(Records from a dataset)
= = = = = = =

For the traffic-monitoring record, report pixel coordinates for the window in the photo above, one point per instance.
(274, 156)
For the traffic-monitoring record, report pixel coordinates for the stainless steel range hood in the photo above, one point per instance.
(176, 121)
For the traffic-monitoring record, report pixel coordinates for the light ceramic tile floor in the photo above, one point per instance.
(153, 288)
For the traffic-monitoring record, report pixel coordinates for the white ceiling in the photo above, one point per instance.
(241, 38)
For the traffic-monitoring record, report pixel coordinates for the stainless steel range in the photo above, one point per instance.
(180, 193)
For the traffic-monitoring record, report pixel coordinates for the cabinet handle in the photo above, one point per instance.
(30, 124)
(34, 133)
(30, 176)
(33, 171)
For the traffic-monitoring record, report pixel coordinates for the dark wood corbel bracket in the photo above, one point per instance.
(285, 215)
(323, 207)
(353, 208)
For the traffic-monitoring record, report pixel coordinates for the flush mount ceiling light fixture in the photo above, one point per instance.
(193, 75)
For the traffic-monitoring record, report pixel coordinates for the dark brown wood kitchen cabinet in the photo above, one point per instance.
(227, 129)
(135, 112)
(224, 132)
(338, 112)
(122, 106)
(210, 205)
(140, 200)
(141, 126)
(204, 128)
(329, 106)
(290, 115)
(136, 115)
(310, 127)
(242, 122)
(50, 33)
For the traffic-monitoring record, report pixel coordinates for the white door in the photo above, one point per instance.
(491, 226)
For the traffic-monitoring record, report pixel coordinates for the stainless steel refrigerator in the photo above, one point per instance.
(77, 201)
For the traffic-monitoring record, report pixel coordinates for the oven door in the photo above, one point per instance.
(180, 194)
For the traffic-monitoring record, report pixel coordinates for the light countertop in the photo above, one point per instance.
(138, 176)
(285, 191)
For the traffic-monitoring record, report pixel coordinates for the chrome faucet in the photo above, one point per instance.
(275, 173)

= = = = = = =

→ Problem to solve: Every line from the one containing "the light countertop" through the last line above should be retyped exactly; no other lines are wanted.

→ Answer to this exercise:
For the traffic-monitoring record, report pixel coordinates for the light countertop in the photo above, one point per instance.
(138, 176)
(285, 191)
For the traffic-monitoring record, report pixel coordinates for the chrome faucet in the photo above, one point per instance.
(275, 173)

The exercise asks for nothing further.